╭─ PASSAGE TO READ
Initial LLC Filing Fee – $100

 

Recurring State Fee: Annual Report – $100

 

LLC Processing Time

By Mail: Normally 5-7 business days

 

Online: 1-2 hours

Don’t want to form an LLC by yourself?

Let IncFile or IncAuthority guide you through the LLC formation process, so you know everything was done right. Only pay state fees!

Quick Reference

The Limited Liability Company (LLC) is a popular entity structure for businesses starting in Oregon.  The LLC provides personal liability protection and has the potential to save money on taxes. With a little research, you can learn how to form an LLC in Oregon without an attorney.

Unlike a sole proprietorship or partnership where the small business owner can be personally liable for lawsuits against the business, the LLC is a separate legal structure, protecting the business owner’s personal assets.

Related: How Does an LLC Protect You?

Besides the liability protection, the Limited Liability Company provides several other benefits over the sole proprietorship, partnership, and corporation because of the multiple tax options, ease of administration, and management flexibility.

Costs to Form an LLC in Oregon

To form a Limited Liability Company in Oregon, file the Articles of Organization with the Oregon Secretary of State.  The LLC filing fee is $100.

Approval for the LLC typically takes less than two hours when filing online and around one week when filing by mail.

Guide to Forming an LLC in Oregon

The steps for filing online or by mail are largely the same.  The screenshots show how to file online.

Businesses that require state licensing and offer professional services such as accountants, attorneys, podiatrists, physical therapists, acupuncturists, etc. instead of forming an LLC will need to form a Professional Limited Liability Company (sometimes referred to as a Professional LLC or PLLC) instead of an LLC. Filing for a PLLC is very similar to the LLC outlined below.

Forming an LLC can be both affordable and is something most people can do themselves. Entity formation companies like IncFile or IncAuthority help guide you through the process and make sure there are no mistakes.

Related: Should you use a Formation Service, Hire an Attorney or Do it Yourself?

Step 1: Create an account on the Secretary of State’s website

Begin by creating an account on the Oregon Secretary of State’s website by clicking on “New User.”

How to Form an Oregon LLC

  • Click on “Start” under “Register business name, get a BIN, and other registrations/licenses.”

Start Oregon LLC

Step 2: Register the Business Name

  • Begin by clicking on “Register Name.”
╰─
╭─ EXTRACTED DATA
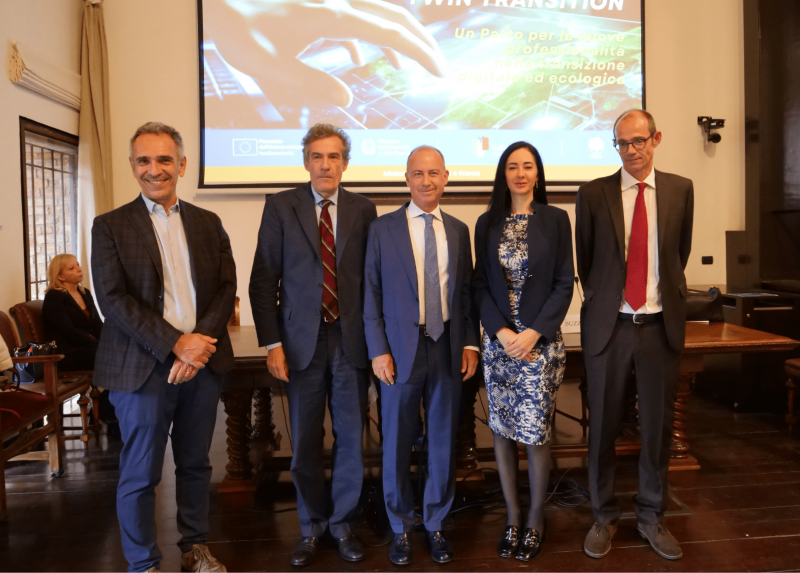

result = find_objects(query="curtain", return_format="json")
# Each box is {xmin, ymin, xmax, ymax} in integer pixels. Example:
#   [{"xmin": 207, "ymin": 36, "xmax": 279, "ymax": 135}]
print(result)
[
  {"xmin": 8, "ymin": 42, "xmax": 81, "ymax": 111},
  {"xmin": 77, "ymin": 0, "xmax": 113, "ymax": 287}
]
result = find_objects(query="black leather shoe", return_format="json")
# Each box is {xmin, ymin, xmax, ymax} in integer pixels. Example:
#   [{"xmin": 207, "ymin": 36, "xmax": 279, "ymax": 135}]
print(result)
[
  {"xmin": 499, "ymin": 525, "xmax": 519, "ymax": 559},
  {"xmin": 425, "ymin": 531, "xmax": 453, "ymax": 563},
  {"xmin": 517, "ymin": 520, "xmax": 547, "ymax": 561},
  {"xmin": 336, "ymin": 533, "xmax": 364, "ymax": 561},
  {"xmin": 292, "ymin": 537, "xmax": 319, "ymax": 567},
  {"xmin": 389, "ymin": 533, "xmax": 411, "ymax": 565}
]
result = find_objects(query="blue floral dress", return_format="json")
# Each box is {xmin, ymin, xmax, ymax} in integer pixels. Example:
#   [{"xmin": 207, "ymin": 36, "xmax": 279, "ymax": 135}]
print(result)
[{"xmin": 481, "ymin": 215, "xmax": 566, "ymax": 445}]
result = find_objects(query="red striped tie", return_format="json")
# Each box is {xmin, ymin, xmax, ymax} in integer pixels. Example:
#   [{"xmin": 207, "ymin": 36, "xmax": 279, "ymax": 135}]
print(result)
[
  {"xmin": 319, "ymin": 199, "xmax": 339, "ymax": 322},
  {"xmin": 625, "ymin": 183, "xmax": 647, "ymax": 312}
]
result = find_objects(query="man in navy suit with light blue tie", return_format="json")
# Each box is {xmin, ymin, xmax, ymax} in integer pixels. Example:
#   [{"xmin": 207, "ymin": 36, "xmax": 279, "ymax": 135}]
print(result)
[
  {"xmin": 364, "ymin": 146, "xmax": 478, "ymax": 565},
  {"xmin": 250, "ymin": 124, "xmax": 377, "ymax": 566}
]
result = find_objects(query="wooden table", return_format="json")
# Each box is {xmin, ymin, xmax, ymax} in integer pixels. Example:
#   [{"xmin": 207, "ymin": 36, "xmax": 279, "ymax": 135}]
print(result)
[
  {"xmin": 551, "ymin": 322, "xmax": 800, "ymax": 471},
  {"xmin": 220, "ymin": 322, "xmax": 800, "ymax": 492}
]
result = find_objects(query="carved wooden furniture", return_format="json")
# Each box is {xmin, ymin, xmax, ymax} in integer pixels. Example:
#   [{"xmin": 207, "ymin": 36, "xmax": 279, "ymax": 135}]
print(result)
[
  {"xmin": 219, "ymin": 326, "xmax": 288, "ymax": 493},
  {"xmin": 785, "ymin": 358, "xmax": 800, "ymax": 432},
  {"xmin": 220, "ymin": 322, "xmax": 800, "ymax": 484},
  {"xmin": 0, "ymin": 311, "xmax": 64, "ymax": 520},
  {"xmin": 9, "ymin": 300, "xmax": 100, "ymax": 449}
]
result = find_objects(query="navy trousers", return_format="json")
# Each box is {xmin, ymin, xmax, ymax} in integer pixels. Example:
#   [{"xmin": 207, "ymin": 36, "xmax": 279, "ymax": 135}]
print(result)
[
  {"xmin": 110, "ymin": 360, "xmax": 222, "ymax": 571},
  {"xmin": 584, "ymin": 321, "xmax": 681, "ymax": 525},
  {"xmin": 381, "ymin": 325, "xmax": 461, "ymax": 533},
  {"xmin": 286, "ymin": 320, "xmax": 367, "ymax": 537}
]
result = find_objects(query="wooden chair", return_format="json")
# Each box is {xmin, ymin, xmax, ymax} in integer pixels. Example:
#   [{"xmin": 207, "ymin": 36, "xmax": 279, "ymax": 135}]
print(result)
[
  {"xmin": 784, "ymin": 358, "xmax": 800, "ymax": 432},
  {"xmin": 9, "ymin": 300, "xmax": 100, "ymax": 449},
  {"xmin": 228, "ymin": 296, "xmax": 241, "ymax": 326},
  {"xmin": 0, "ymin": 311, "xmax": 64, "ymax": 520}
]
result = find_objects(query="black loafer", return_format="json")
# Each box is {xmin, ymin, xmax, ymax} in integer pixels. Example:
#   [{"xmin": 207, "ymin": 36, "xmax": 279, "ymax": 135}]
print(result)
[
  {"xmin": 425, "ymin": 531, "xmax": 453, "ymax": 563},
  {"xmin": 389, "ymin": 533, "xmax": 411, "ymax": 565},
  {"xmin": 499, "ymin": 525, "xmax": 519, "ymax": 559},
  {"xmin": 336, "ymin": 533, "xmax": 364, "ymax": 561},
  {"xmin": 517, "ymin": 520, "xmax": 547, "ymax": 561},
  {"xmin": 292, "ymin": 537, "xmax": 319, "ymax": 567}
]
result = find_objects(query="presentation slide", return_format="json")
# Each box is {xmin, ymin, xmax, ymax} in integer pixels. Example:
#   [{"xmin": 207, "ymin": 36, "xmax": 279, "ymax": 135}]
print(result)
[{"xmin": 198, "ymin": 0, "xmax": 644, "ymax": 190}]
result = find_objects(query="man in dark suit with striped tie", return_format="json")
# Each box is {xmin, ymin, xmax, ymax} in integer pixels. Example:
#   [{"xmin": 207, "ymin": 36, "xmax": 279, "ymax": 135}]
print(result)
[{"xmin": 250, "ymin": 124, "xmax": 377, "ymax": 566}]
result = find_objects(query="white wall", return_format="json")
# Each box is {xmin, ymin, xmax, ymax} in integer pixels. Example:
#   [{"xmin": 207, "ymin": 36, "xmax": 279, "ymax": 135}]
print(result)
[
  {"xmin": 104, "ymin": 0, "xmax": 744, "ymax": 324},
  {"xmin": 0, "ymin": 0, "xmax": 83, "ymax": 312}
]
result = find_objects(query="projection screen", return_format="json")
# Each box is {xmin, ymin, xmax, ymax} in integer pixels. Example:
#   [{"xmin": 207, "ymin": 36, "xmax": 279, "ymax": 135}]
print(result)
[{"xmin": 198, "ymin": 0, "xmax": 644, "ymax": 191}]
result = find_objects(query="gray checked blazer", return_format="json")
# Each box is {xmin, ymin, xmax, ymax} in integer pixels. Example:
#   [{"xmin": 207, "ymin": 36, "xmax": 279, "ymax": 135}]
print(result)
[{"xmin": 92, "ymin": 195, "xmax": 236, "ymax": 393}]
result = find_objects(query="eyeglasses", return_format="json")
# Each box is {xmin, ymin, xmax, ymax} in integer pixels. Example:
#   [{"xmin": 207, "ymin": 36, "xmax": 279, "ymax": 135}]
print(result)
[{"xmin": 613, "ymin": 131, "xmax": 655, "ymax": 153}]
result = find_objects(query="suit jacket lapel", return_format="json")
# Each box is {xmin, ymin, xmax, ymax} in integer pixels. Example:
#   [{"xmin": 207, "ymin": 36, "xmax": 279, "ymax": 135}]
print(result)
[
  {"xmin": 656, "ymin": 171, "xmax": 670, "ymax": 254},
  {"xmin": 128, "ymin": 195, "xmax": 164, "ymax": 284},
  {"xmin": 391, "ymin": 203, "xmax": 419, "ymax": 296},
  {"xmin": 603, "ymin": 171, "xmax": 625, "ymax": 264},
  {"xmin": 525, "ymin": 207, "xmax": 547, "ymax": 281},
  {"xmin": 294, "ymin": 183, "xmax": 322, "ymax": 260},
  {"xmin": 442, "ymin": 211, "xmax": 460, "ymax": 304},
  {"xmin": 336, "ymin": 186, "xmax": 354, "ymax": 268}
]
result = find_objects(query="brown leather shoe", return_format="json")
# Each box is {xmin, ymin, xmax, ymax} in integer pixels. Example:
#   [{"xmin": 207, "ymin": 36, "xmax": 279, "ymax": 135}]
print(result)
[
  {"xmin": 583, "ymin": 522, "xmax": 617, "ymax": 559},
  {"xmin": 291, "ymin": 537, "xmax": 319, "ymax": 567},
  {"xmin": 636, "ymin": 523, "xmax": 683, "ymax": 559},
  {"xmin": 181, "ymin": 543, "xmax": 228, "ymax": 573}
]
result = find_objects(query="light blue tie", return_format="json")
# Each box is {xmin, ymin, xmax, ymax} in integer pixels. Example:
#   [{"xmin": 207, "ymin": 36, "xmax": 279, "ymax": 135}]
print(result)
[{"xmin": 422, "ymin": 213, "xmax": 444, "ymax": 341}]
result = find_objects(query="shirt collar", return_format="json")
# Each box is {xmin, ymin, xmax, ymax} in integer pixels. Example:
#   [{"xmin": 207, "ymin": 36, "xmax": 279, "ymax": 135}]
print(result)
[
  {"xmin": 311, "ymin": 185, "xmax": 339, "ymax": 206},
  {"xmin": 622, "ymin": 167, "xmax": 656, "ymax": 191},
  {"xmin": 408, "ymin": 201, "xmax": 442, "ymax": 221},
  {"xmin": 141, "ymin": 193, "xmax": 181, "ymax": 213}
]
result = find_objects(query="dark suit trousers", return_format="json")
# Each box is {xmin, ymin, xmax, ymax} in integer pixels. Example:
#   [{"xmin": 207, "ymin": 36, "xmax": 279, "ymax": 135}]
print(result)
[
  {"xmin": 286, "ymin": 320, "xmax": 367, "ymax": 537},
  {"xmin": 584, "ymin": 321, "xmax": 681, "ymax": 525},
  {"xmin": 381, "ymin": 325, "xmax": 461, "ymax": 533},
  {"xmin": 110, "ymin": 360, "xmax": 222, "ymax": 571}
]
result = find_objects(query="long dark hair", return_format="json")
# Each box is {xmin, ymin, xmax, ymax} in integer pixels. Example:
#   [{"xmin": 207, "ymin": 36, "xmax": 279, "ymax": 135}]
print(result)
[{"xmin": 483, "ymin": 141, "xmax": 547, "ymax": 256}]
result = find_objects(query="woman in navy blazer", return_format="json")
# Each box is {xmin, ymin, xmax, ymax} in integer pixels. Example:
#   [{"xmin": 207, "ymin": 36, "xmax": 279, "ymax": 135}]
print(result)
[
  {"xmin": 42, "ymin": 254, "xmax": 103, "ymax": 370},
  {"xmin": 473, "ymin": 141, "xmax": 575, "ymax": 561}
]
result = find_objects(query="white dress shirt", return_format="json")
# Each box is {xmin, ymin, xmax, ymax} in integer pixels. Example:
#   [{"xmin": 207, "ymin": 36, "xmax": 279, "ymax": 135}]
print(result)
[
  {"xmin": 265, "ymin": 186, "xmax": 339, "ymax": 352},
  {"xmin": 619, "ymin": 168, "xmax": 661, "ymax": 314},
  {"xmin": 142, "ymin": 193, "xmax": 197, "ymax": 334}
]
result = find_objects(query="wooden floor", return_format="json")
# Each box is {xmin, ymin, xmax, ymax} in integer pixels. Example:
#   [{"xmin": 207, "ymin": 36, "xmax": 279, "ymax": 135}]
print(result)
╰─
╭─ EXTRACTED DATA
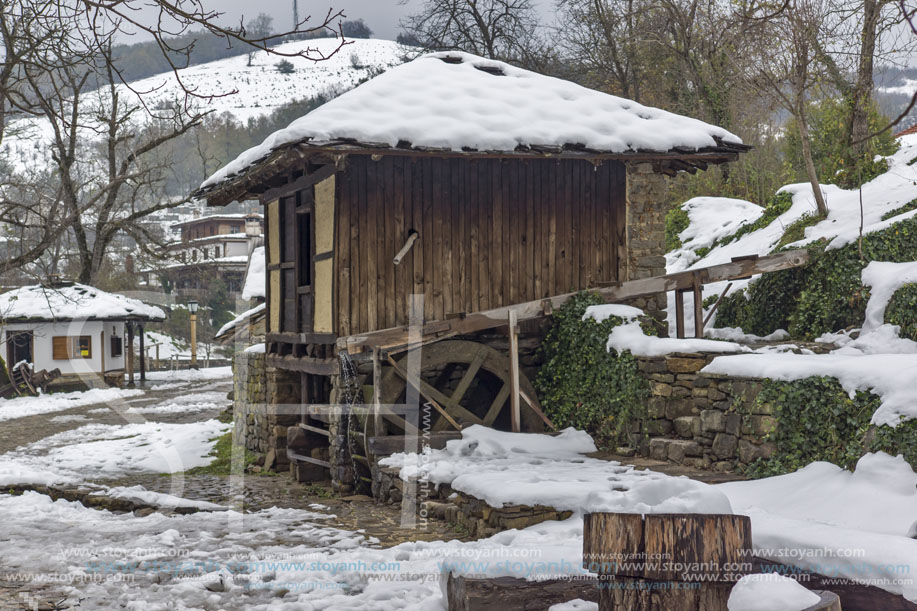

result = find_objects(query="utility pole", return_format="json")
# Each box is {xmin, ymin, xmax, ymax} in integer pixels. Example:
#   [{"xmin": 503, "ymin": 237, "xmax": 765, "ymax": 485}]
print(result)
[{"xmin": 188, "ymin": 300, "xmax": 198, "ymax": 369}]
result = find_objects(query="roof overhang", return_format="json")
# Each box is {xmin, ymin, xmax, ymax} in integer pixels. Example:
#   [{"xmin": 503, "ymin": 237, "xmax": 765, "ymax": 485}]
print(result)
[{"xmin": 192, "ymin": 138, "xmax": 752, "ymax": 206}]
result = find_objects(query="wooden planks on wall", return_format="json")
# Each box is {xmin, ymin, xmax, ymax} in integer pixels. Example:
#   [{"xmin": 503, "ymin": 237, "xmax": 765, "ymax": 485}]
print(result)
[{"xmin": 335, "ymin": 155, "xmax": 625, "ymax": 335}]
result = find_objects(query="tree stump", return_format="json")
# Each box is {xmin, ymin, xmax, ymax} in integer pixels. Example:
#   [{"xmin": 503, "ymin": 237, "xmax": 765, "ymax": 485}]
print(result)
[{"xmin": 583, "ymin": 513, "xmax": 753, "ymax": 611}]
╰─
╭─ EXTRACTED DATA
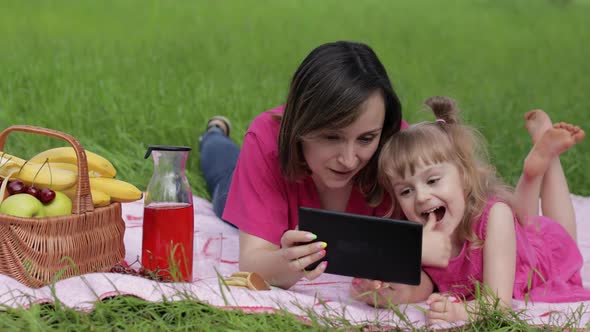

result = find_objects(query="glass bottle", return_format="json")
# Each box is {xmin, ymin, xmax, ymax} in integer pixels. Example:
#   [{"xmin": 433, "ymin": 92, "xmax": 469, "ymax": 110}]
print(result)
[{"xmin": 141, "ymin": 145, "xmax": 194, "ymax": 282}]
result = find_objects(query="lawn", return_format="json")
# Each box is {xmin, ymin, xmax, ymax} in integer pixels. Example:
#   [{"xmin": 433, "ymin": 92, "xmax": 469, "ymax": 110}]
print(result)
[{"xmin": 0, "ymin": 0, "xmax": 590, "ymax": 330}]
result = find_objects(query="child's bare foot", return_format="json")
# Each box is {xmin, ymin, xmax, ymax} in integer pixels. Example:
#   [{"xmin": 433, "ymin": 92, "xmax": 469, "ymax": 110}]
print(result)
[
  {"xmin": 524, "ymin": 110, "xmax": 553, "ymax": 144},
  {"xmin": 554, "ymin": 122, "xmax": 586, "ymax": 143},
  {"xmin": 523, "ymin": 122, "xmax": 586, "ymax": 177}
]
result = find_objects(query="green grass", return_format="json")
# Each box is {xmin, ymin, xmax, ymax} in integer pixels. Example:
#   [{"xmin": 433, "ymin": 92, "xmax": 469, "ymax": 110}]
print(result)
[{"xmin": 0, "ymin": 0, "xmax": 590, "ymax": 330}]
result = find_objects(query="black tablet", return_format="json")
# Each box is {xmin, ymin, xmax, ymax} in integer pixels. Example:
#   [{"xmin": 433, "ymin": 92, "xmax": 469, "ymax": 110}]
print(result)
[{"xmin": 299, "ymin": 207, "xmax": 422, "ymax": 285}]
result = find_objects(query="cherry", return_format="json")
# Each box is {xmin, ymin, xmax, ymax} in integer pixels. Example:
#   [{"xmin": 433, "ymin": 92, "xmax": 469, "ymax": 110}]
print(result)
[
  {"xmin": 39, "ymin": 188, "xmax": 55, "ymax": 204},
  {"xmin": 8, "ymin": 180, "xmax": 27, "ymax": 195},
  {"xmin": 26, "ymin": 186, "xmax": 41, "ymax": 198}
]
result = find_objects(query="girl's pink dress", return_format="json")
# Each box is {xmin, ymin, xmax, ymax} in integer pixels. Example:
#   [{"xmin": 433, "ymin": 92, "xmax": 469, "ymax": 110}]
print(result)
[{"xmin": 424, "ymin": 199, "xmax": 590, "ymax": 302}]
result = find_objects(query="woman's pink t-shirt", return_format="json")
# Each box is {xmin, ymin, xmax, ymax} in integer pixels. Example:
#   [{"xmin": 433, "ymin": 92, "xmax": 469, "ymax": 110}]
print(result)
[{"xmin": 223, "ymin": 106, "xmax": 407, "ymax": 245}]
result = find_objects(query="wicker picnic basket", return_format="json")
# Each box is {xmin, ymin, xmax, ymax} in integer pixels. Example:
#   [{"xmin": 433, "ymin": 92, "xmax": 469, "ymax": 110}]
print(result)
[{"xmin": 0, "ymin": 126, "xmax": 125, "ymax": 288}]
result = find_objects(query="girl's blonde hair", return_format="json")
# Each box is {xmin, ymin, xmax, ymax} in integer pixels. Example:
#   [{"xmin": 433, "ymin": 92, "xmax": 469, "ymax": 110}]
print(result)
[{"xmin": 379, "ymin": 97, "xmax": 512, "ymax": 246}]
╰─
**WORK REQUEST A**
According to the Oregon LLC guide, which office receives the filed Articles of Organization?
**WORK REQUEST B**
Please say whether each statement agrees with the Oregon LLC guide, answering yes or no and quoting the words that decide it: (i) The annual report costs $100. (ii) Filing online and filing by mail involve very different steps. (iii) Attorneys and accountants offering professional services must form a PLLC rather than an LLC.
**WORK REQUEST C**
Write the next part of the Oregon LLC guide, picking up right after its final line.

**EXERCISE RESPONSE A**
The Oregon Secretary of State.

**EXERCISE RESPONSE B**
(i) Yes: "Recurring State Fee: Annual Report – $100"
(ii) No: "The steps for filing online or by mail are largely the same."
(iii) Yes: "will need to form a Professional Limited Liability Company (sometimes referred to as a Professional LLC or PLLC) instead of an LLC"

**EXERCISE RESPONSE C**
Register Oregon LLC Name

  • Then in the drop-down menu for “Business/Organization Type,” select “Domestic Liability Company.”

Oregon Domestic Limited Liability Company

  • Enter the name you want for the LLC.  The name of the LLC has to differ from other entity names registered with the Secretary of State.  Check on available Oregon LLC names before filing to be sure the one you want is available.

There are some naming guidelines to follow. The primary one is the name of the LLC must also include words or abbreviations at the end of the business name.  A designator is used to describe the type of business entity. Designators that are available to use include:

  • Limited Liability Company
  • L.L.C.
  • LLC

A comma may be used after the business name and before the designator.  “Cowboy Cleaners LLC” and “Cowboy Cleaners, LLC” are both acceptable.

Before settling on a name, you may want to see if a domain name is also available to match your business name and website address.

Enter the name along with the designator you would like to use and click on “Check Name Availability”  A new page will open, indicating whether the name is available or not.  Even if the search comes back with the name is available, the Secretary of State’s office will also review it to ensure it isn’t being used by someone else or that it is too similar to another name.

If there is a name you want, but are not ready to register the LLC, you can file the Application for Name Reservation with the Oregon Secretary of State, Corporations Division. The name reservation will hold a name for up to 120 days, at a cost of $100.

Oregon LLC Name Registration

Step 3: Activity Description

Provide some basic information about what the business does in fewer than 250 characters.   Entering something now does not force the LLC to only do that business activity forever.  One way to keep the activity description more open-ended, you can enter “Any legal business activity for which a Limited Liability Company may be organized in Oregon.”

Related: How to Answer the Activity Description.

Step 4: Duration

In this section, indicate how long the LLC intends to remain in existence.  Most LLCs will choose a Perpetual duration; however, some businesses (usually investment-related) will have a specific closure date.

Step 5: Business Email

Enter the preferred email address where the Secretary of State will send notifications.  This doesn’t have to be an address in the business name and can be a personal one.

Step 6: Mailing Address for Notices

Enter a mailing address where the Secretary of State will send notices.  This address can be located anywhere or be a PO Box.

Step 7: Daytime Contact

Enter a contact name and phone number should the Secretary of State need to contact someone regarding the LLC filing.

Step 8: Principal Place of Business

In this section, enter the street address, city, state, and zip code of the initial principal office.  This address can be the LLC’s physical address, or it can be the address where the business records are stored.  You may not use a PO Box for the designated office.

Step 9: Registered Agent

To have an LLC in Oregon, a Registered Agent must be identified.  The Registered Agent can either be a resident of Oregon (Select “Individual”) or a Resident Agent service (Select “Entity of Record”) that has a Registry Number from the Secretary of State. The agent must have a physical street address in the state (Post Office Boxes are not allowed), be available during normal business hours, and act as a central point of contact for service of process to receive important legal documents, tax notices, summons, subpoenas, etc. on behalf of the LLC.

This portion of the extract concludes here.